What to work on =>
Word for word, restate the records from their first line through the line with "the sidewalk, a", both ends included; omit each picture.

The input =>
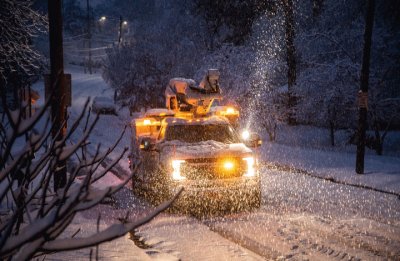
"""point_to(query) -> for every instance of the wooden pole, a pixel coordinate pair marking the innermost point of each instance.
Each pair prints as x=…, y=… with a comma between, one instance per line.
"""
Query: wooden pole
x=58, y=107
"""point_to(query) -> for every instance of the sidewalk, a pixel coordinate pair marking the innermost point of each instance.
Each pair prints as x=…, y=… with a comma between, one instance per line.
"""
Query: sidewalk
x=381, y=172
x=119, y=249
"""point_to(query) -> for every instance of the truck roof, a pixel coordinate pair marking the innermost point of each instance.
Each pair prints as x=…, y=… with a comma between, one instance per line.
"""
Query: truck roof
x=196, y=121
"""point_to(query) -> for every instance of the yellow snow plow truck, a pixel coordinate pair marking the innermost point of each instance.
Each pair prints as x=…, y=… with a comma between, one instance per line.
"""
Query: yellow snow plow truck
x=193, y=144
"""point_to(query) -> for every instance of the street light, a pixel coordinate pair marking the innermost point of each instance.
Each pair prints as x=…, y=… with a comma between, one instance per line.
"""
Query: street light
x=122, y=23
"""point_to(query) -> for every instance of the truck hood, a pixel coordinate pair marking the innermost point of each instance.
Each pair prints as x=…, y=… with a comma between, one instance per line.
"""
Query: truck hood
x=205, y=149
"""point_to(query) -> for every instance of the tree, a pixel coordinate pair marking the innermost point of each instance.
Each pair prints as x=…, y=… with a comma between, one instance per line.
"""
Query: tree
x=19, y=23
x=362, y=123
x=34, y=215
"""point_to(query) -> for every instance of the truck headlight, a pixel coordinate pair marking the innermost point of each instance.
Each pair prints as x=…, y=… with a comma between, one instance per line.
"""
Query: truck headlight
x=251, y=172
x=229, y=165
x=245, y=135
x=176, y=166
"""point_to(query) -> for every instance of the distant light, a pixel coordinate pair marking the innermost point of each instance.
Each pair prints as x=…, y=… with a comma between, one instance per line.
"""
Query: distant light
x=230, y=111
x=250, y=167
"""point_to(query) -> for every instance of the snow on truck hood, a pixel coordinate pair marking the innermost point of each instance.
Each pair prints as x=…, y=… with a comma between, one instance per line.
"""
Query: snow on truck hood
x=205, y=149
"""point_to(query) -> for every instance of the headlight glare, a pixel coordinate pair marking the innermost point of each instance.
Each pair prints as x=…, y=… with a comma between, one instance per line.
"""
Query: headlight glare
x=228, y=165
x=176, y=166
x=245, y=135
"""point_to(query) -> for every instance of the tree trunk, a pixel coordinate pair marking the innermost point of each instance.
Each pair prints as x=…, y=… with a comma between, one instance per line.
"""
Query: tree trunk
x=362, y=123
x=291, y=59
x=332, y=133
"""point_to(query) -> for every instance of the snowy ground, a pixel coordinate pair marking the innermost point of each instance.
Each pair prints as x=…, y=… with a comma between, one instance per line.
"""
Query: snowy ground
x=302, y=217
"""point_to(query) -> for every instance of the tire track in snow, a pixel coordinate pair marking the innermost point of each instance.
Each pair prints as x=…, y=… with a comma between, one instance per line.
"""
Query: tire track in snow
x=291, y=169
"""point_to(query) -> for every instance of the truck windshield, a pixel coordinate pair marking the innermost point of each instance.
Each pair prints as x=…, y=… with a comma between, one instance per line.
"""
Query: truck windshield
x=197, y=133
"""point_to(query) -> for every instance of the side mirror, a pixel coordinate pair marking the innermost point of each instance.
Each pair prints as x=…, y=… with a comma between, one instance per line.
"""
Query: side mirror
x=253, y=141
x=147, y=144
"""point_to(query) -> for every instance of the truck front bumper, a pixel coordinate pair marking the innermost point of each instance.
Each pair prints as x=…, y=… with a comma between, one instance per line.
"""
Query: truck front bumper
x=221, y=195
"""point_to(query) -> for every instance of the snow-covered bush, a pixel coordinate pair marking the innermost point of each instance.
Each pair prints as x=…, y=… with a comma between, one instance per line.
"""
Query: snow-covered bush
x=32, y=214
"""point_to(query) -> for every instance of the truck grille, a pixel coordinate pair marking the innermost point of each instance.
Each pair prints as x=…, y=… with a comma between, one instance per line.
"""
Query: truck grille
x=212, y=168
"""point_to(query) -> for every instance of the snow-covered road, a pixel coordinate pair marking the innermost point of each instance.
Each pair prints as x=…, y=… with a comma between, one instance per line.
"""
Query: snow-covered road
x=301, y=218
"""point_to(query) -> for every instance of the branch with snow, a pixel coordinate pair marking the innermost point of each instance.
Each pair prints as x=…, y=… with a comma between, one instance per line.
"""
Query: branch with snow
x=33, y=216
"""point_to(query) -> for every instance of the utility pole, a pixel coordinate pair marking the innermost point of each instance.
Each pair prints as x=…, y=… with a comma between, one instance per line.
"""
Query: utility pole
x=291, y=57
x=363, y=92
x=120, y=30
x=89, y=36
x=57, y=84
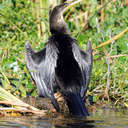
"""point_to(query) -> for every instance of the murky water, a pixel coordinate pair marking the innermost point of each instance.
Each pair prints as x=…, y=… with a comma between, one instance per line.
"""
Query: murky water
x=102, y=118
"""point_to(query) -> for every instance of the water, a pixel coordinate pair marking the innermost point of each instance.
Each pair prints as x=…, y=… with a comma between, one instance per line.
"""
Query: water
x=102, y=118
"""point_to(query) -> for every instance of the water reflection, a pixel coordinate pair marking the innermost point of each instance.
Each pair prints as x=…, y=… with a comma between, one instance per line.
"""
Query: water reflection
x=103, y=118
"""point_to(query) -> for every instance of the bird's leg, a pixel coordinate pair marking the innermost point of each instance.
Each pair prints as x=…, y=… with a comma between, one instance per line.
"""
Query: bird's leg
x=58, y=96
x=55, y=103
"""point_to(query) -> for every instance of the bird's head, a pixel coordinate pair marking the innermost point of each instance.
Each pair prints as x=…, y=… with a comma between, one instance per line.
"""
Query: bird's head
x=57, y=23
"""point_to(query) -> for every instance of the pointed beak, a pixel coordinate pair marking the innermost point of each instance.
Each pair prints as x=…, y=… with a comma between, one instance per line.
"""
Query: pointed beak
x=70, y=5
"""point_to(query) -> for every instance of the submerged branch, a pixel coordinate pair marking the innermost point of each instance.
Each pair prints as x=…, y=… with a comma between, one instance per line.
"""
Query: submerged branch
x=113, y=38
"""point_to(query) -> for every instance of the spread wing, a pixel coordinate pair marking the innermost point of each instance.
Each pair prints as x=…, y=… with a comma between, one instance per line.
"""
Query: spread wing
x=41, y=66
x=84, y=59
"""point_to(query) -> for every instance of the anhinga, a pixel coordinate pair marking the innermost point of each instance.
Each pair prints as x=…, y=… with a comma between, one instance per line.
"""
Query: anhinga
x=61, y=64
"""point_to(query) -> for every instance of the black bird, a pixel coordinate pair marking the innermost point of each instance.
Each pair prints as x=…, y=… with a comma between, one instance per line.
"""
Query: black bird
x=61, y=64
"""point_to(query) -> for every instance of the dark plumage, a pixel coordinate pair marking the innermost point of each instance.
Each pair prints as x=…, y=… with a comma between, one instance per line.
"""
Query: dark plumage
x=61, y=64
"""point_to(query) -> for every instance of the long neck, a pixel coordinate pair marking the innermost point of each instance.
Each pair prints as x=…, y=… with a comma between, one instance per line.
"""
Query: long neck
x=57, y=25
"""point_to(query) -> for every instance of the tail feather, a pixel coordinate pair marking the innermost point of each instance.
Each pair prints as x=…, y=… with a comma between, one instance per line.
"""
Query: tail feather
x=76, y=105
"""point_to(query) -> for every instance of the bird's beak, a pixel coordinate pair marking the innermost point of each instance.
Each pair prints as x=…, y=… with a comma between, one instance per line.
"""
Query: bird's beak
x=70, y=5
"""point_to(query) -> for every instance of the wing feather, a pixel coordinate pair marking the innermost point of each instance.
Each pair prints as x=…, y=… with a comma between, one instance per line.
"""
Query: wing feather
x=41, y=66
x=84, y=59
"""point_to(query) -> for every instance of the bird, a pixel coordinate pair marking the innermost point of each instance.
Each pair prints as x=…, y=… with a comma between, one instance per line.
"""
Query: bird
x=61, y=64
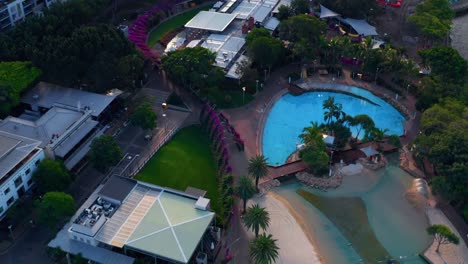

Response to the exercise =>
"""point_to(query) -> for every instance of the wooden pole, a pixel coordinate pair marking the innermost point of each instance.
Each pair prints as x=…, y=… with a comma between, one instance per line.
"""
Query: wooden pole
x=58, y=107
"""point_to(query) -> for every instance of the sidewalk, a pixel coordinate pair marking the innermost point of each instance.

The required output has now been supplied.